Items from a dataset
-----

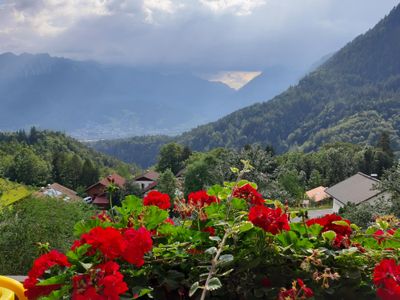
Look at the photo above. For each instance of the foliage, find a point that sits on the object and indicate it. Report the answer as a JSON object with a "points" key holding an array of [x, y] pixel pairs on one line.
{"points": [[227, 243], [44, 156], [172, 156], [32, 222], [352, 97], [167, 184], [11, 192]]}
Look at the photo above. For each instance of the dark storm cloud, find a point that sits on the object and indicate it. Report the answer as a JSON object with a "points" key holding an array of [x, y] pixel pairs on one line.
{"points": [[196, 34]]}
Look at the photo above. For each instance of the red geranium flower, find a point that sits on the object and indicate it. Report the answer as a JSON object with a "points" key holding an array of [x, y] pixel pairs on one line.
{"points": [[108, 240], [387, 279], [342, 232], [248, 193], [201, 199], [381, 235], [157, 199], [138, 242], [271, 220], [40, 266], [295, 293], [103, 282]]}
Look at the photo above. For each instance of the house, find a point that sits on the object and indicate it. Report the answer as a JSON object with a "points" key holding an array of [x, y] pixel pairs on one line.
{"points": [[357, 189], [57, 190], [317, 195], [98, 191], [147, 180]]}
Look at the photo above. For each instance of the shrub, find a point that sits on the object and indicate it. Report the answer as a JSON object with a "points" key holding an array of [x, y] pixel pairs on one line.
{"points": [[228, 236], [32, 221]]}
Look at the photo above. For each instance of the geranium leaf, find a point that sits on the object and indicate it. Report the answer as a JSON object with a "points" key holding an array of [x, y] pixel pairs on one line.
{"points": [[214, 284]]}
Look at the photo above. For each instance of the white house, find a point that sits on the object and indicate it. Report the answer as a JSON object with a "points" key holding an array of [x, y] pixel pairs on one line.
{"points": [[357, 189], [147, 180]]}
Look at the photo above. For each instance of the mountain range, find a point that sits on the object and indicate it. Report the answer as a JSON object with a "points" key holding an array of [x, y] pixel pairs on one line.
{"points": [[353, 96], [91, 100]]}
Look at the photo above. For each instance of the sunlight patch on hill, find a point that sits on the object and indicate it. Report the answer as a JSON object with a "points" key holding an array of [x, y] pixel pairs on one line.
{"points": [[234, 79]]}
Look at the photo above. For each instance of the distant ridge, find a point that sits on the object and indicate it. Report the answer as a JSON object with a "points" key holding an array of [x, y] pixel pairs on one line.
{"points": [[354, 96]]}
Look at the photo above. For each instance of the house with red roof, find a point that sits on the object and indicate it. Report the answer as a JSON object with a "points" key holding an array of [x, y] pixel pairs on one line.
{"points": [[147, 180], [98, 191]]}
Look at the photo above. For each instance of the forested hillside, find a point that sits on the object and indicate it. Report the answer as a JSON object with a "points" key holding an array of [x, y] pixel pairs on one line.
{"points": [[41, 157], [353, 97]]}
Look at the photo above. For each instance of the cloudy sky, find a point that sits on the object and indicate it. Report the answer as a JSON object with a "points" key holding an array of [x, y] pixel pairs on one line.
{"points": [[200, 35]]}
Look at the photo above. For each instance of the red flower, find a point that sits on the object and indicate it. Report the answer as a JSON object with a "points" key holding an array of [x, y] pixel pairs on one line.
{"points": [[169, 221], [138, 242], [308, 293], [40, 266], [271, 220], [157, 199], [301, 292], [201, 199], [343, 232], [103, 282], [108, 240], [387, 279], [248, 193], [210, 230]]}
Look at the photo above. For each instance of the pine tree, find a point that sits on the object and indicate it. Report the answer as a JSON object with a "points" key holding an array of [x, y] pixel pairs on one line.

-----

Aim of the exercise:
Reproduce every line of the entries above word for word, leaving out the pictures.

Expected answer:
Look at the photo above. For each instance of the foliage, find a point that sits on the object and indicate it. Report the answer as a JSON object with a "points" key holding an array of [x, y] pixel pairs on one line.
{"points": [[227, 243], [44, 156], [172, 156], [32, 222], [352, 97], [167, 184], [11, 192]]}
Look at the photo above. For each instance of the dark storm cloud, find a point that sits on the object and indicate it. Report the answer as a JSON object with a "points" key holding an array of [x, y] pixel pairs on one line.
{"points": [[196, 34]]}
Look at the photo above. For each instance of the red geranium flower, find a point that sits on the object and indicate it. Report the answer as a JSON object with a "points" key holding an array of [x, y] pixel pairs on one line.
{"points": [[108, 240], [387, 279], [342, 232], [248, 193], [201, 199], [381, 235], [157, 199], [138, 242], [271, 220], [40, 266], [295, 293], [103, 282]]}
Look at the photo above. For each instance of the house, find a point that sits on the object and indicate it. Report the answer as a JSON object with a "points" key holding an array of [x, y] pixel pairs on one line.
{"points": [[357, 189], [57, 190], [317, 195], [98, 191], [147, 180]]}
Look at the photo above. For each instance of the shrub, find a point that sits on the object and indicate it. Report the answer as a JSON object with a "points" key holding an array of [x, y] pixel pairs on one line.
{"points": [[228, 236], [32, 221]]}
Look at the photo above. For each instance of the geranium leaf, find a point that sits on the object and indicate it. Report the answer as a JSON object with a "points" key holding an array of [x, y] pixel pairs on one line.
{"points": [[214, 284]]}
Look at the photo above. For each instance of the white house, find a point that sits on the object and indicate it. Report the answer as a JSON object with a "points" key holding an array of [x, y] pixel pairs on one line.
{"points": [[357, 189], [147, 180]]}
Look at the photo above. For each instance of the mountain range, find a point that sits on the object and indicate it. Report the answer as a JSON object with a "points" key holding an array of [x, y] pixel pairs on one line.
{"points": [[353, 96], [91, 100]]}
Look at the photo above. For each instance of the sunlight patch on hill, find a point that sits on the object and indicate it. Report the answer as a JSON object with a "points" key holding an array of [x, y] pixel pairs on one line.
{"points": [[234, 79]]}
Look at the photo above. For each instance of the distant ridge, find a point that sits on the object and indicate it. Report the answer as a JSON object with a "points" key holding an array of [x, y] pixel pairs on one line.
{"points": [[354, 96]]}
Look at the photo above. For each instance of the house with red roof, find a point that sits on the object and indicate it. Report the answer as a JSON object with a "points" key holding an array of [x, y] pixel pairs on one line.
{"points": [[147, 180], [98, 191]]}
Look at the photo above. For each instance of the forested hillside, find a point that sits on the object and indicate it. Report the answer as a JSON object with a "points" key holding an array of [x, y] pixel pairs on one line.
{"points": [[41, 157], [353, 97]]}
Look at the photo above. For each instance of the cloudy sky, find a point that sits on the object and indicate it. Report the answer as a JSON object with a "points" key holding an array of [x, y] pixel pairs on one line.
{"points": [[200, 35]]}
Look at the photo above. For each instance of the red flower, find a point that sits on the object and indicate it. Report the answer as a JSON object with a "points" key holding an array of [x, y] pixel pairs on one line.
{"points": [[169, 221], [138, 242], [308, 293], [40, 266], [271, 220], [157, 199], [301, 292], [201, 199], [343, 232], [103, 282], [108, 240], [387, 279], [248, 193], [210, 230]]}
Look at the photo above. For each instance of the pine tree, find a point that sits on the object and indicate it. Report the answer as a JSON object with a "points" key holding an array of [x, y] pixel pairs on one line.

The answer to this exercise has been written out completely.